** Task details **
Reproduce the material below word for word, line by line, in the same order.

** Supplied records **
○ ○ ○ ○
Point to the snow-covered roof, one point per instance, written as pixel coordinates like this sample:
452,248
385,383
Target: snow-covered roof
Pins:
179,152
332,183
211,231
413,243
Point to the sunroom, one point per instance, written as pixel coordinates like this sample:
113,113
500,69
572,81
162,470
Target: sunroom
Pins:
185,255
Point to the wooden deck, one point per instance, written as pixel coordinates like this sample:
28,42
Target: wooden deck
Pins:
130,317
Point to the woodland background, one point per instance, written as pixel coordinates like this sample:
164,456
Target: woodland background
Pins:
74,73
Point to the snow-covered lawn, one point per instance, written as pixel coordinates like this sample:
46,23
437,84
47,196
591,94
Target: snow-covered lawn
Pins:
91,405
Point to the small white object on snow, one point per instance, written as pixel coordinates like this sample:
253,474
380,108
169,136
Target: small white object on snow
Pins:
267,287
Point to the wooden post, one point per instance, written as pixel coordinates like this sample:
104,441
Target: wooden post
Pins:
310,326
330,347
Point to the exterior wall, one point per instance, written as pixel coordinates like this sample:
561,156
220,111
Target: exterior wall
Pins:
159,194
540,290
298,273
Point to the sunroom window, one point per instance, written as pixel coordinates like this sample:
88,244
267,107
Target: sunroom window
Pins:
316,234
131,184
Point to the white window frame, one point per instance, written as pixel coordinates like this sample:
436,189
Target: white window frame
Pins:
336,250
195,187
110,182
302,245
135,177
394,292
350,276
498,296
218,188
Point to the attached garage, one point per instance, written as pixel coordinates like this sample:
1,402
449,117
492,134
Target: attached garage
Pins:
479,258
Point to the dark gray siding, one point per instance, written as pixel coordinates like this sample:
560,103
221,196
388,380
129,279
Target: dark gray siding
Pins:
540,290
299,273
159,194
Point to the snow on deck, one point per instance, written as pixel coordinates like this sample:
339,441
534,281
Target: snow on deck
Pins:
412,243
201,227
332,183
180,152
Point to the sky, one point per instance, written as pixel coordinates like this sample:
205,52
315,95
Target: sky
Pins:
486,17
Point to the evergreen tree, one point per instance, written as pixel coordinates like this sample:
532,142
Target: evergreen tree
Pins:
○ ○ ○ ○
** Solution for this task **
Point to the snow-covered roof, one point per instance, written as pixel coordinates like this sample:
452,248
385,383
Target: snow-covered roof
Pins:
179,152
332,183
211,231
413,243
Point to the sunroom, one point per instance, written as pixel coordinates like this sample:
113,113
500,69
572,81
162,470
Target: sunroom
Pins:
185,255
Point to the wooden deck, one point per instance, written as pixel coordinates like this sample:
28,42
Target: wooden deck
Pins:
130,317
Point to the woodland background, one point per instance, written as pixel coordinates like this sample:
164,456
Target: woodland background
Pins:
74,73
Point to the snow-covered lawn, one point per instance, written as pixel coordinates like this sample:
46,23
437,84
47,196
591,94
Target: snow-covered lawn
Pins:
91,405
Point to the small white object on snow, one point per instance, written as pixel coordinates like this sample:
253,474
380,108
169,136
Target: small white object on snow
Pins:
267,287
Point to the wooden post, one point per instance, written as pixel coordinates like this sample:
104,441
Target: wooden post
Pins:
310,326
330,347
Point to the exterior wall, one point per instance, written as pixel coordinates like this sample:
561,156
220,111
Target: exterior wall
Pins:
159,194
540,290
298,273
Point to the sunroom window, one point per instance, written as pixel coordinates like this sample:
88,244
267,107
Target: sunroom window
Pins:
316,234
131,184
Point to the white window frame, one point per instance, written as pixel coordinates like this sample:
436,189
Target: white window frame
Pins:
336,250
195,187
110,182
302,245
135,177
394,292
350,276
498,296
218,188
Point to the attached garage, one point per instance, written as pixel coordinates like this sample:
1,402
449,117
492,134
Target: attached garage
Pins:
479,258
Point to the dark gray siding, one point per instance, written as pixel coordinates like this sample:
560,103
221,196
388,380
129,279
Target: dark gray siding
Pins:
540,290
299,273
159,194
Point to the snow on deck, one point per instance, written as pixel coordinates like this sample:
339,441
534,281
Target: snow on deck
Pins:
412,243
201,227
332,183
180,152
Point to the sky, one point per instance, written as pixel coordinates like this sample:
205,52
315,95
Target: sky
Pins:
486,17
Point to the evergreen tree, one point per instance, written as pixel coordinates like this sample:
532,142
Target: evergreen tree
Pins:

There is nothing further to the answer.